◆ Article:
▽

# Is it worth keeping?



## lehatche (Jul 26, 2004)

I have just come into an Apple Power Mac 5200/75/LC and was wondering if it worth keeping? Does it have any real money value? it appears to work ok. I have only dealt with PC's. Any Ideas? Thanks!


----------



## etaf (Oct 2, 2003)

http://www.everymac.com/systems/apple/powermac/stats/powermac_5200_75lc.html

remember Apple specs do not compare to IBMPC specs - so a comaprable IBMPC would need a much higher spec.

however, i dont think it has any value - other then to someone who wants that model - maybe for training purposes to play with macsoftware or play with machardware


----------



## I Fix 4 U (Jul 19, 2004)

do you live anywhere in louisiana? my friend is obsessed with macs. He'd be happy to have any mac, doesn't care how old.


----------



## emoxley (Jan 6, 2004)

Very nice mac...........just very slow, by today's standards. Still, a very stable machine.
You said it's still working fine? Do you have any PC's that old, that are still working fine?


----------



## MSY-Houston (Dec 5, 2004)

If the computer is working, it's worth something to someone. If you can't sell it, consider donating it to a school. Many schools use Apple computers, and there are way too many districts that cannot afford to get any computers. Even if all they do is hook it up to the Internet in a library, that will help kids.

Do a Google search on the words: donate computer


----------



## I Fix 4 U (Jul 19, 2004)

well, if u live near louisiana i know my friend would love it. His house is chock-fulla macs.


----------



## MSY-Houston (Dec 5, 2004)

If you want to sell it, check out craigslist.org or ebay.


----------

△

◆ Extracted data:
▽

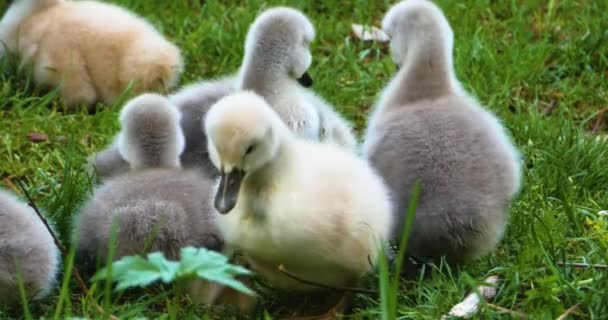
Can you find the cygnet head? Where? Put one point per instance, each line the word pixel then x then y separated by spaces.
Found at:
pixel 244 135
pixel 277 43
pixel 415 24
pixel 151 135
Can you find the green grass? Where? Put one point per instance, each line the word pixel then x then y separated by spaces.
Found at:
pixel 518 57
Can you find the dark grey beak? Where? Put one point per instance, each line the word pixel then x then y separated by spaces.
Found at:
pixel 228 191
pixel 305 80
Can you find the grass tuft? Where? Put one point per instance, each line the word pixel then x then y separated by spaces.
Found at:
pixel 540 66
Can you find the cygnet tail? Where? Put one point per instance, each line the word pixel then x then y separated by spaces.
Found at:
pixel 16 13
pixel 156 65
pixel 151 225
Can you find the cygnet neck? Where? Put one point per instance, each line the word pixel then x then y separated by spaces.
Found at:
pixel 264 177
pixel 264 77
pixel 426 73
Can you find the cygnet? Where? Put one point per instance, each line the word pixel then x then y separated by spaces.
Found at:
pixel 425 127
pixel 27 252
pixel 92 50
pixel 275 66
pixel 156 205
pixel 315 208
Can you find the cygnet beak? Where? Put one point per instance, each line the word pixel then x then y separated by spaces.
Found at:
pixel 228 191
pixel 305 80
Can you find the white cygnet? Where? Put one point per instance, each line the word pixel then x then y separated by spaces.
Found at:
pixel 275 66
pixel 315 208
pixel 27 252
pixel 426 128
pixel 92 50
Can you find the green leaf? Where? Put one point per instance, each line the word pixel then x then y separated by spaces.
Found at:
pixel 135 271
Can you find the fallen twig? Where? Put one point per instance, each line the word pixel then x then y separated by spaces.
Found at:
pixel 369 33
pixel 63 250
pixel 582 265
pixel 514 313
pixel 470 305
pixel 321 285
pixel 568 312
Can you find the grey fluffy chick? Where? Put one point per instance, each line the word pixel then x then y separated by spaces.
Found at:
pixel 25 245
pixel 192 101
pixel 426 127
pixel 156 206
pixel 275 66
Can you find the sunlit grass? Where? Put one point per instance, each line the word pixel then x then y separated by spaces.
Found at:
pixel 541 66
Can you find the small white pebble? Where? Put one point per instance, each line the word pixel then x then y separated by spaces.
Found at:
pixel 367 33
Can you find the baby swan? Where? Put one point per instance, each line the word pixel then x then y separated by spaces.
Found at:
pixel 26 249
pixel 315 208
pixel 277 58
pixel 71 44
pixel 156 203
pixel 275 51
pixel 426 127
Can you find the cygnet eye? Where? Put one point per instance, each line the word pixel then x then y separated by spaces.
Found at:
pixel 250 149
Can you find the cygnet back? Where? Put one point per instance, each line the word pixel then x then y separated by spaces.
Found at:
pixel 27 248
pixel 425 127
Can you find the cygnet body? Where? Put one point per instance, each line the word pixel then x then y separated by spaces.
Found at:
pixel 426 128
pixel 91 49
pixel 155 202
pixel 277 58
pixel 27 251
pixel 315 208
pixel 275 66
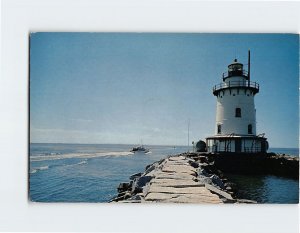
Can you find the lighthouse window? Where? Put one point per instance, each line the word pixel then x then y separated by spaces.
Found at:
pixel 249 129
pixel 238 112
pixel 219 129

△

◆ What is being asked: Return the part of the Power Mac thread starting at "You said it's" and ending at "will help kids.", copied word for word.

◆ Task response:
You said it's still working fine? Do you have any PC's that old, that are still working fine?


----------



## MSY-Houston (Dec 5, 2004)

If the computer is working, it's worth something to someone. If you can't sell it, consider donating it to a school. Many schools use Apple computers, and there are way too many districts that cannot afford to get any computers. Even if all they do is hook it up to the Internet in a library, that will help kids.